Stated problem 1: In the article about Rodrigo Ribeiro below, how many races did he win in his first year in Fórmula Turismo?

[start Extracted text]

= Rodrigo Ribeiro (racing driver) =

Brazilian racing driver (born 1979)

Rodrigo Ribeiro (born January 25, 1979, in Rio de Janeiro) is a Brazilian racing driver.

==Career==

===Start===
Ribeiro started his career in Fórmula Turismo, a popular touring race category, winning three races in his first year in 2000. He moved to the top category in 2001 named "Turismo N" where he was able to win four more races finishing in the top three positions. In the same year, he moved from touring to formula cars entering in the Formula Ford championship winning two races. He raced two Formula Chevrolet races in this year achieving one second place and a retire.

===Formula Three===
Ribeiro competed in Formula Three Sudamericana from 2002 to 2003, winning the title at his second attempt.

In his first year in 2002, Ribeiro stopped in the middle of the championship to make tests in European F3000. Raced twelve of eighteen races with his own team. He was in second position in the F3 championship. After he left the championship Ribeiro dropped to fifth place.

In 2002, in his first test for European F3000 Draco team, he was able to be the third one in Vallelunga circuit (Italy) when all the teams were testing new pilots.

[end Extracted text]
[start Entries shown]

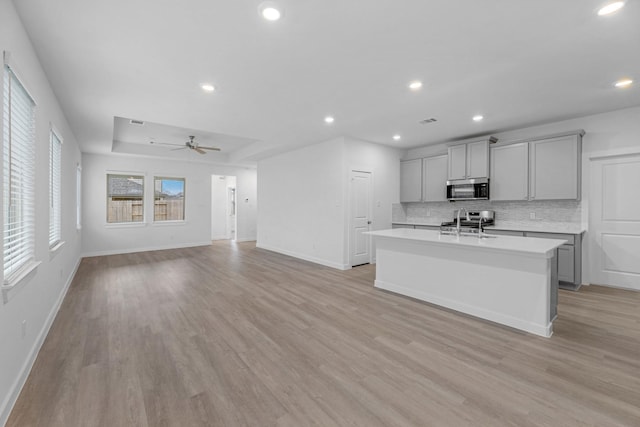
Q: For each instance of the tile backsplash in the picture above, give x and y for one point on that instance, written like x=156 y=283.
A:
x=554 y=211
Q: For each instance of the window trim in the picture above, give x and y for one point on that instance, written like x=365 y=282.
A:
x=56 y=244
x=143 y=221
x=184 y=200
x=29 y=263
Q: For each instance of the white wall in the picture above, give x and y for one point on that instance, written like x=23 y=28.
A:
x=219 y=207
x=301 y=199
x=36 y=299
x=100 y=238
x=304 y=197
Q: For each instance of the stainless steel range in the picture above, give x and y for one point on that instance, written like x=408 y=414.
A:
x=468 y=222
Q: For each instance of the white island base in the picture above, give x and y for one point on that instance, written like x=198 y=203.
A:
x=504 y=279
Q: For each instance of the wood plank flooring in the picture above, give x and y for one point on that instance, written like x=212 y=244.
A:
x=231 y=335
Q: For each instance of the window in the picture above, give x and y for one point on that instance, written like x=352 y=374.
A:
x=55 y=167
x=18 y=146
x=125 y=198
x=168 y=199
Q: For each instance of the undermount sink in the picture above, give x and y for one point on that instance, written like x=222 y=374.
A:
x=467 y=234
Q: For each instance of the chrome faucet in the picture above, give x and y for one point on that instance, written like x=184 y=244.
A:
x=458 y=219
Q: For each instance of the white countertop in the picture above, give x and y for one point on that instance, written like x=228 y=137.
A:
x=540 y=227
x=533 y=226
x=528 y=245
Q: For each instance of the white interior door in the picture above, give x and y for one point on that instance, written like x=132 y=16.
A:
x=360 y=244
x=614 y=221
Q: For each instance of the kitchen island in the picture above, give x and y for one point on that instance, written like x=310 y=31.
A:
x=505 y=279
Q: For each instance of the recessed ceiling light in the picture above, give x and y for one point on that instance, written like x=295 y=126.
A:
x=270 y=11
x=415 y=85
x=610 y=8
x=623 y=83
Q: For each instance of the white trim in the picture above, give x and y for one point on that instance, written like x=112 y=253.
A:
x=244 y=239
x=145 y=249
x=18 y=279
x=8 y=61
x=482 y=314
x=18 y=384
x=305 y=257
x=53 y=251
x=125 y=224
x=168 y=222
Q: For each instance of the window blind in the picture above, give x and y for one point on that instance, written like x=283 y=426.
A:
x=18 y=172
x=55 y=214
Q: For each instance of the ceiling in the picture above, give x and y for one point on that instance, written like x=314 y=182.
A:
x=518 y=63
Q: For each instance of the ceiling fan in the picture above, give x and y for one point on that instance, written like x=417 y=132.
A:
x=191 y=144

[end Entries shown]

Stated problem 2: Return the records above verbatim, from their beginning up to and including the line with "x=468 y=222", and leave the pictures out.

Full answer 1: He won three races in his first year, 2000.

Full answer 2:
Q: For each instance of the tile backsplash in the picture above, give x and y for one point on that instance, written like x=156 y=283.
A:
x=554 y=211
Q: For each instance of the window trim in the picture above, give x and y for one point on that instance, written like x=365 y=282.
A:
x=56 y=244
x=143 y=221
x=184 y=200
x=29 y=263
Q: For each instance of the white wall in the picture above, give x and y for one point on that instance, written like x=23 y=28.
A:
x=219 y=207
x=301 y=199
x=36 y=299
x=100 y=238
x=304 y=197
Q: For each instance of the stainless steel range in the picture above, give x and y for one point on that instance, written like x=408 y=414.
A:
x=468 y=222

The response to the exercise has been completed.